[Excerpt from a dataset]
BEGIN
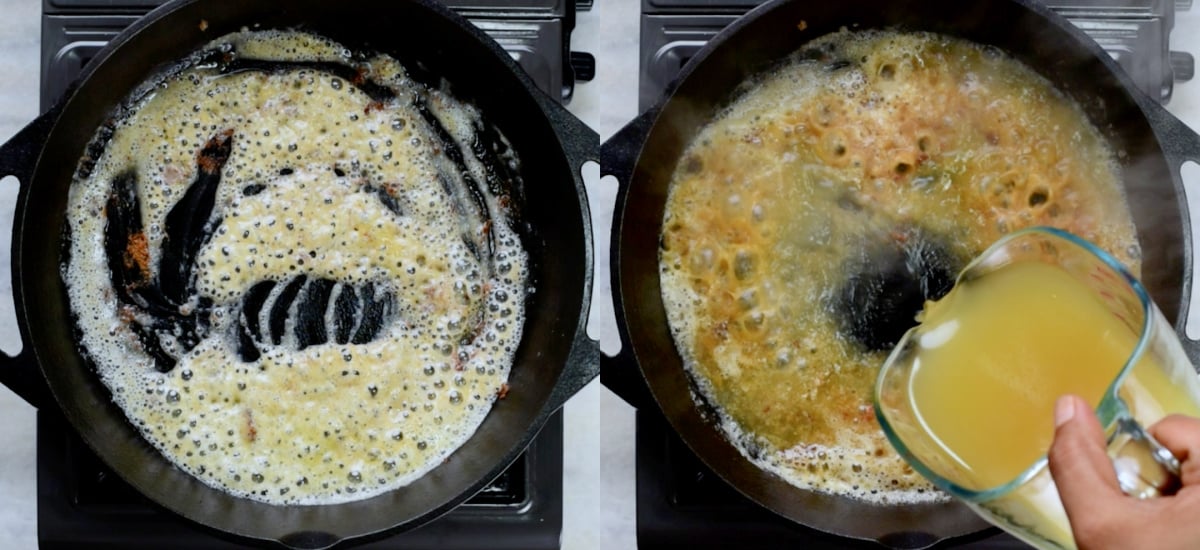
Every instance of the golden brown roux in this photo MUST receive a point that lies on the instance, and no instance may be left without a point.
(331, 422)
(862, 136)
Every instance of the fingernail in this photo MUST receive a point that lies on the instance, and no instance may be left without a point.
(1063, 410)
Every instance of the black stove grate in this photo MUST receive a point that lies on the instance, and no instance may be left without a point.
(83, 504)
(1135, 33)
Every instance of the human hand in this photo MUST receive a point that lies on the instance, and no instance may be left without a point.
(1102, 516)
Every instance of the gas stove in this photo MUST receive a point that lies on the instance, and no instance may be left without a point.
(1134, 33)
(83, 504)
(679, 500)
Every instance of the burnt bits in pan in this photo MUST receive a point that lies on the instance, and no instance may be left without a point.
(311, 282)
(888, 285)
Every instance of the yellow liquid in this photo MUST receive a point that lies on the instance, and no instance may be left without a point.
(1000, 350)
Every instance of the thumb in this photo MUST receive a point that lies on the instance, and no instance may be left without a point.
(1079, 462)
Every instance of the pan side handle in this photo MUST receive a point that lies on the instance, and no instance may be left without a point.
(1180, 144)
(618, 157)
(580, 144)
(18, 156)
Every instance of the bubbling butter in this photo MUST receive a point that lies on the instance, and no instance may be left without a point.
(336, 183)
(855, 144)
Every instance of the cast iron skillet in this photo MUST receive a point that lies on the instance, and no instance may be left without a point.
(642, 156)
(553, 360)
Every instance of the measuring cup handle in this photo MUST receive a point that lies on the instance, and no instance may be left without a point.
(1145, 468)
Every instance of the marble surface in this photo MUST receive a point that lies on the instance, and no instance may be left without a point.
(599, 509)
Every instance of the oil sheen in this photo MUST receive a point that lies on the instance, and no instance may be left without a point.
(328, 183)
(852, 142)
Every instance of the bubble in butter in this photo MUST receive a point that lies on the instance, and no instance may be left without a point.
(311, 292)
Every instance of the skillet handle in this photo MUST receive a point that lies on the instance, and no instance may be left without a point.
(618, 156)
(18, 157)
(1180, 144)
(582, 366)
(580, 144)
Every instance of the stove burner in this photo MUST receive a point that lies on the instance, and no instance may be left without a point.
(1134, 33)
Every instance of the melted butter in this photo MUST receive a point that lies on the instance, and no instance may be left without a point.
END
(Written request): Rescale the rows from the line with "Every instance of the cast" up to and including the line with "(1145, 468)": reproduce every line, leaving the text lines unchanged and multiplying each point coordinate by 0.7, rounded to whole numbers with halves rounded up. Output only those lines.

(The output):
Every instance of the cast iron skillet in this photo MUST receive a point that lies on the instance, and no instance may be left without a point.
(449, 109)
(387, 252)
Every instance of the measuring cup handle in this photo MUST receive a point that lies on the instance, and no instance may be left without a point.
(802, 328)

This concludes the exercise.